Data for this exercise:
Content starts

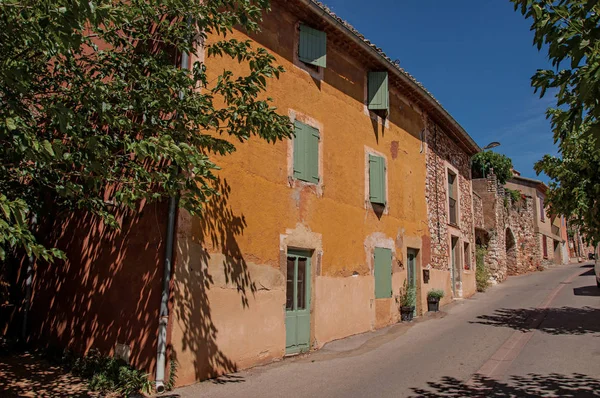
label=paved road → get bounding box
[173,263,600,397]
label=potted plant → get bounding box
[427,289,445,312]
[399,279,416,322]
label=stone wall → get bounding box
[425,122,476,297]
[473,192,484,230]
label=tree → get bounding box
[511,0,600,244]
[471,151,514,184]
[0,0,292,261]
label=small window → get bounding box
[542,235,548,258]
[539,197,545,221]
[298,24,327,68]
[293,121,320,184]
[369,154,386,205]
[367,71,389,111]
[448,171,458,225]
[464,242,471,270]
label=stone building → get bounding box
[424,121,479,300]
[505,175,565,266]
[8,0,481,389]
[473,173,541,282]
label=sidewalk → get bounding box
[0,349,96,397]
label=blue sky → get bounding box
[321,0,557,180]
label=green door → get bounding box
[407,249,418,313]
[285,251,311,354]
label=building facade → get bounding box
[505,175,565,266]
[169,0,479,385]
[6,0,481,388]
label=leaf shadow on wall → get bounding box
[174,177,256,382]
[13,199,169,375]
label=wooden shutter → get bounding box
[293,121,306,180]
[293,120,319,184]
[307,125,320,184]
[374,247,392,299]
[299,24,327,68]
[369,154,386,205]
[368,72,389,110]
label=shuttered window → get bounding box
[374,247,393,299]
[298,24,327,68]
[368,72,389,111]
[369,154,386,205]
[293,121,320,184]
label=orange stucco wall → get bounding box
[170,3,431,386]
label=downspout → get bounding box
[21,213,37,342]
[155,47,189,394]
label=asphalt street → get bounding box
[173,262,600,397]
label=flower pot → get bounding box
[400,306,414,322]
[427,298,440,312]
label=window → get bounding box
[298,24,327,68]
[539,196,545,222]
[464,242,471,270]
[293,120,320,184]
[369,154,386,205]
[367,72,389,111]
[448,171,458,225]
[542,235,548,258]
[374,247,392,299]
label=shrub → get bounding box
[399,279,416,307]
[427,289,445,300]
[53,349,152,397]
[476,246,490,292]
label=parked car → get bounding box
[595,245,600,288]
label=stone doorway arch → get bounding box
[506,228,517,275]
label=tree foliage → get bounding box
[511,0,600,244]
[0,0,292,260]
[471,151,514,184]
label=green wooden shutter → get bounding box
[293,121,306,180]
[299,24,327,68]
[307,125,320,184]
[374,247,392,299]
[293,120,320,183]
[369,154,386,205]
[368,72,389,111]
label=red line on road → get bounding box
[467,267,582,384]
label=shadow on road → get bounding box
[471,307,600,335]
[574,286,600,297]
[411,373,600,397]
[581,268,596,276]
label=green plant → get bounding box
[427,289,445,300]
[399,279,416,308]
[506,188,521,204]
[472,151,514,184]
[53,348,152,397]
[165,358,178,391]
[476,246,490,292]
[511,0,600,244]
[0,0,292,263]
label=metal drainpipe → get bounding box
[21,213,37,342]
[155,48,188,394]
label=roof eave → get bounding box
[298,0,481,155]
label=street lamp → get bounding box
[481,141,501,178]
[483,142,501,151]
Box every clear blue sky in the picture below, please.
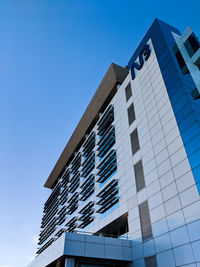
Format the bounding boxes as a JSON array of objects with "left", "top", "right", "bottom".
[{"left": 0, "top": 1, "right": 199, "bottom": 266}]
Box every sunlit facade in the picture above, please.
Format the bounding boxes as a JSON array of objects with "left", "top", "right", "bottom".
[{"left": 29, "top": 19, "right": 200, "bottom": 267}]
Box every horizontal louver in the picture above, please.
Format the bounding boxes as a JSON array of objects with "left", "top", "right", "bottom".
[
  {"left": 65, "top": 217, "right": 77, "bottom": 232},
  {"left": 71, "top": 152, "right": 81, "bottom": 174},
  {"left": 97, "top": 125, "right": 115, "bottom": 159},
  {"left": 97, "top": 105, "right": 114, "bottom": 137},
  {"left": 67, "top": 192, "right": 79, "bottom": 215},
  {"left": 69, "top": 171, "right": 80, "bottom": 193},
  {"left": 57, "top": 206, "right": 67, "bottom": 225},
  {"left": 80, "top": 174, "right": 95, "bottom": 201},
  {"left": 97, "top": 149, "right": 117, "bottom": 184},
  {"left": 61, "top": 168, "right": 70, "bottom": 188},
  {"left": 83, "top": 132, "right": 95, "bottom": 157},
  {"left": 96, "top": 179, "right": 119, "bottom": 214},
  {"left": 78, "top": 201, "right": 94, "bottom": 228},
  {"left": 81, "top": 151, "right": 95, "bottom": 178},
  {"left": 36, "top": 238, "right": 54, "bottom": 254}
]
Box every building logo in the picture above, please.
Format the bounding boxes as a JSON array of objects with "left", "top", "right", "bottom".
[{"left": 130, "top": 44, "right": 151, "bottom": 80}]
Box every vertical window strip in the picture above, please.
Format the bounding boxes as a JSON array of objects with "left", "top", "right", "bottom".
[
  {"left": 125, "top": 82, "right": 132, "bottom": 102},
  {"left": 127, "top": 103, "right": 136, "bottom": 125},
  {"left": 130, "top": 129, "right": 140, "bottom": 155},
  {"left": 145, "top": 255, "right": 157, "bottom": 267},
  {"left": 139, "top": 200, "right": 153, "bottom": 241},
  {"left": 134, "top": 160, "right": 145, "bottom": 192}
]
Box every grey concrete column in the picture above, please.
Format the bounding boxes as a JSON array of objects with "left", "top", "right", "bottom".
[{"left": 65, "top": 257, "right": 75, "bottom": 267}]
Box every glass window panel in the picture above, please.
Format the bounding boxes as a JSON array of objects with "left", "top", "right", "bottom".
[
  {"left": 188, "top": 149, "right": 200, "bottom": 169},
  {"left": 139, "top": 200, "right": 152, "bottom": 241},
  {"left": 125, "top": 83, "right": 132, "bottom": 102},
  {"left": 185, "top": 134, "right": 200, "bottom": 156},
  {"left": 134, "top": 160, "right": 145, "bottom": 192},
  {"left": 175, "top": 104, "right": 193, "bottom": 123},
  {"left": 178, "top": 113, "right": 196, "bottom": 132},
  {"left": 169, "top": 88, "right": 185, "bottom": 104},
  {"left": 130, "top": 129, "right": 140, "bottom": 155},
  {"left": 182, "top": 124, "right": 200, "bottom": 143},
  {"left": 192, "top": 164, "right": 200, "bottom": 184},
  {"left": 127, "top": 103, "right": 135, "bottom": 125},
  {"left": 145, "top": 255, "right": 157, "bottom": 267},
  {"left": 172, "top": 95, "right": 189, "bottom": 112}
]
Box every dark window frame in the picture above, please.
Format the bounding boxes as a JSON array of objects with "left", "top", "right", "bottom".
[
  {"left": 127, "top": 103, "right": 136, "bottom": 125},
  {"left": 145, "top": 255, "right": 157, "bottom": 267},
  {"left": 130, "top": 129, "right": 140, "bottom": 155},
  {"left": 139, "top": 200, "right": 153, "bottom": 241},
  {"left": 125, "top": 83, "right": 132, "bottom": 102},
  {"left": 134, "top": 160, "right": 145, "bottom": 192}
]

Content ends

Exercise objective: Your task is to repeat the records exactly. Images do not belong in the copy.

Solved problem:
label=paved road → get bounding box
[173,263,600,397]
label=potted plant → get bounding box
[427,289,445,312]
[399,279,416,322]
label=stone wall → get bounding box
[425,122,476,297]
[473,192,484,230]
label=tree → get bounding box
[511,0,600,244]
[471,151,514,184]
[0,0,292,261]
label=small window → get bounding box
[542,235,548,258]
[539,197,545,221]
[298,24,327,68]
[293,121,320,184]
[369,154,386,205]
[367,71,389,111]
[448,171,458,225]
[464,242,471,270]
label=stone building → get bounding box
[424,121,479,300]
[505,175,565,266]
[8,0,481,389]
[473,173,541,282]
label=sidewalk → get bounding box
[0,349,96,397]
label=blue sky → get bounding box
[321,0,557,180]
label=green door → get bounding box
[407,249,418,313]
[285,251,311,354]
label=building facade → get bounding box
[505,175,565,266]
[169,0,479,385]
[6,0,481,388]
label=leaf shadow on wall → get bounding box
[174,177,256,382]
[13,199,169,375]
label=wooden shutter → get bounding box
[293,121,306,180]
[293,120,319,184]
[307,125,320,184]
[374,247,392,299]
[299,24,327,68]
[369,154,386,205]
[368,72,389,110]
label=shuttered window → get bounding box
[374,247,393,299]
[298,24,327,68]
[368,72,389,111]
[369,154,386,205]
[293,121,320,184]
label=orange stucco wall → get bounding box
[170,3,431,386]
label=downspout → get bounding box
[21,213,37,342]
[155,47,189,394]
label=asphalt street → get bounding box
[173,262,600,397]
label=flower pot → get bounding box
[400,306,414,322]
[427,298,440,312]
label=window → get bounding box
[298,24,327,68]
[539,196,545,222]
[464,242,471,270]
[293,120,320,184]
[369,154,386,205]
[367,72,389,111]
[448,171,458,225]
[542,235,548,258]
[374,247,392,299]
label=shrub → get bounding box
[399,279,416,307]
[427,289,445,300]
[53,349,152,397]
[476,246,490,292]
label=parked car → get bounding box
[595,245,600,288]
label=stone doorway arch → get bounding box
[506,228,517,275]
label=tree foliage → get bounding box
[511,0,600,244]
[0,0,292,260]
[471,151,514,184]
label=green wooden shutter → get bounding box
[293,121,306,180]
[299,24,327,68]
[307,125,320,184]
[374,247,392,299]
[293,120,320,183]
[369,154,386,205]
[368,72,389,111]
label=red line on road → get bounding box
[467,267,582,384]
label=shadow on road → get bounding box
[471,307,600,335]
[574,286,600,297]
[411,373,600,397]
[581,268,596,276]
label=green plant → get bounding box
[427,289,445,300]
[399,279,416,308]
[506,188,521,204]
[472,151,514,184]
[53,348,152,397]
[165,358,178,391]
[476,246,490,292]
[511,0,600,244]
[0,0,292,263]
label=metal drainpipe → get bounding box
[21,213,37,342]
[155,48,188,394]
label=roof eave → get bounding box
[298,0,481,155]
label=street lamp → get bounding box
[481,141,501,178]
[483,142,501,151]
Box every clear blue sky in the picture below, please.
Format the bounding boxes as a JSON array of objects with "left", "top", "right", "bottom".
[{"left": 0, "top": 1, "right": 199, "bottom": 266}]
Box every sunlit facade in the picture above, please.
Format the bounding boxes as a JSON array of objects with "left", "top", "right", "bottom".
[{"left": 29, "top": 19, "right": 200, "bottom": 267}]
Box every horizontal louver in the picture above, please.
Format the bounding boxes as a JSON array of objects with "left", "top", "right", "bottom".
[
  {"left": 65, "top": 217, "right": 77, "bottom": 232},
  {"left": 71, "top": 152, "right": 81, "bottom": 174},
  {"left": 97, "top": 125, "right": 115, "bottom": 159},
  {"left": 97, "top": 105, "right": 114, "bottom": 137},
  {"left": 67, "top": 192, "right": 79, "bottom": 215},
  {"left": 69, "top": 171, "right": 80, "bottom": 193},
  {"left": 57, "top": 206, "right": 67, "bottom": 225},
  {"left": 80, "top": 174, "right": 95, "bottom": 201},
  {"left": 97, "top": 149, "right": 117, "bottom": 184},
  {"left": 61, "top": 168, "right": 70, "bottom": 188},
  {"left": 83, "top": 132, "right": 95, "bottom": 157},
  {"left": 96, "top": 179, "right": 119, "bottom": 214},
  {"left": 78, "top": 201, "right": 94, "bottom": 228},
  {"left": 81, "top": 151, "right": 95, "bottom": 178},
  {"left": 36, "top": 238, "right": 54, "bottom": 254}
]
Box every building logo in the picture above, please.
Format the bounding boxes as a JSON array of objects with "left", "top", "right", "bottom".
[{"left": 130, "top": 44, "right": 151, "bottom": 80}]
Box every vertical window strip in the picture above, please.
Format the bounding boxes as a JSON array of objects with "left", "top", "right", "bottom".
[
  {"left": 125, "top": 82, "right": 132, "bottom": 102},
  {"left": 127, "top": 103, "right": 136, "bottom": 125},
  {"left": 130, "top": 129, "right": 140, "bottom": 155},
  {"left": 145, "top": 255, "right": 157, "bottom": 267},
  {"left": 139, "top": 200, "right": 153, "bottom": 241},
  {"left": 134, "top": 160, "right": 145, "bottom": 192}
]
Box every grey concrete column in the picture above, please.
Format the bounding boxes as a JSON array of objects with "left", "top", "right", "bottom".
[{"left": 65, "top": 257, "right": 75, "bottom": 267}]
Box every glass window panel in the picture above, please.
Format the bounding boxes as a JSON array of objects with "left", "top", "right", "bottom".
[
  {"left": 188, "top": 149, "right": 200, "bottom": 169},
  {"left": 139, "top": 200, "right": 152, "bottom": 241},
  {"left": 125, "top": 83, "right": 132, "bottom": 102},
  {"left": 185, "top": 134, "right": 200, "bottom": 156},
  {"left": 134, "top": 160, "right": 145, "bottom": 192},
  {"left": 175, "top": 104, "right": 193, "bottom": 123},
  {"left": 178, "top": 113, "right": 196, "bottom": 132},
  {"left": 169, "top": 88, "right": 185, "bottom": 104},
  {"left": 130, "top": 129, "right": 140, "bottom": 155},
  {"left": 182, "top": 124, "right": 200, "bottom": 143},
  {"left": 192, "top": 164, "right": 200, "bottom": 184},
  {"left": 127, "top": 103, "right": 135, "bottom": 125},
  {"left": 145, "top": 255, "right": 157, "bottom": 267},
  {"left": 172, "top": 95, "right": 189, "bottom": 112}
]
Box every dark window frame in the picture above, please.
Format the bounding boxes as a JSON array of objects with "left", "top", "right", "bottom".
[
  {"left": 127, "top": 103, "right": 136, "bottom": 125},
  {"left": 145, "top": 255, "right": 157, "bottom": 267},
  {"left": 130, "top": 129, "right": 140, "bottom": 155},
  {"left": 139, "top": 200, "right": 153, "bottom": 241},
  {"left": 125, "top": 83, "right": 132, "bottom": 102},
  {"left": 134, "top": 160, "right": 145, "bottom": 192}
]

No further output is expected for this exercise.